§ **TEXTO EXTRAÍDO**:
Título: Nanotecnologia chega ao setor espacial
Autor: Virgínia Silveira
Fonte: Gazeta Mercantil, 26/10/2004, Telecomunicações & Informática, p. A-14
Essa área está criando uma estratégia de desenvolvimento de pesquisas e financiamento. O setor aeroespacial brasileiro já começou a se articular no sentido de estabelecer uma estratégia de desenvolvimento de micro e nanotecnologia aplicadas ao segmento. O primeiro passo visando à criação de estrutura mais organizada de pesquisa em nanotecnologia aplicada ao setor foi dado ontem com a realização de um workshop sobre o assunto, o Nano Aeroespacial 2004, que reuniu representantes dos principais grupos de pesquisa em nanotecnologia do País.
O evento, organizado pela Agência Espacial Brasileira (AEB), Instituto de Estudos Avançados (IEAv), órgão do Centro Técnico Aeroespacial (CTA) e Instituto Nacional de Pesquisas Espaciais (Inpe), será encerrado hoje com a expectativa de se definirem as linhas de pesquisa que deverão ter prioridade de incentivo e financiamento do governo federal. O passo seguinte, segundo um dos coordenadores do evento, o engenheiro André César da Silva, chefe adjunto da Divisão de Fotônica e da área de Sensores a Fibra Óptica do IEAv, seria a criação de uma rede de nanotecnologia aeroespacial, a exemplo das quatro redes mantidas pelo CNPq desde 2001. As redes abrigam hoje 310 pesquisadores nas áreas de materiais nanoestruturados, nanotecnologia molecular e de interfaces, nanobiotecnologia e nanodispositivos semicondutores.

§ **DADOS APRESENTADOS**:
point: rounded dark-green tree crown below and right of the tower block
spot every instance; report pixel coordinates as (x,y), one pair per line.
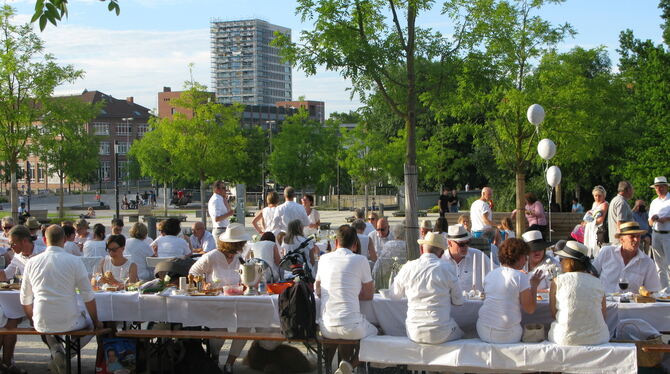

§ **O QUE FAZER**:
Transcreva sem alterações, da matéria sobre nanotecnologia no setor espacial, tudo o que vai de "O evento, organizado" até "e nanodispositivos semicondutores.", incluindo esses dois trechos.

§ **RESPOSTA**:
O evento, organizado pela Agência Espacial Brasileira (AEB), Instituto de Estudos Avançados (IEAv), órgão do Centro Técnico Aeroespacial (CTA) e Instituto Nacional de Pesquisas Espaciais (Inpe), será encerrado hoje com a expectativa de se definirem as linhas de pesquisa que deverão ter prioridade de incentivo e financiamento do governo federal. O passo seguinte, segundo um dos coordenadores do evento, o engenheiro André César da Silva, chefe adjunto da Divisão de Fotônica e da área de Sensores a Fibra Óptica do IEAv, seria a criação de uma rede de nanotecnologia aeroespacial, a exemplo das quatro redes mantidas pelo CNPq desde 2001. As redes abrigam hoje 310 pesquisadores nas áreas de materiais nanoestruturados, nanotecnologia molecular e de interfaces, nanobiotecnologia e nanodispositivos semicondutores.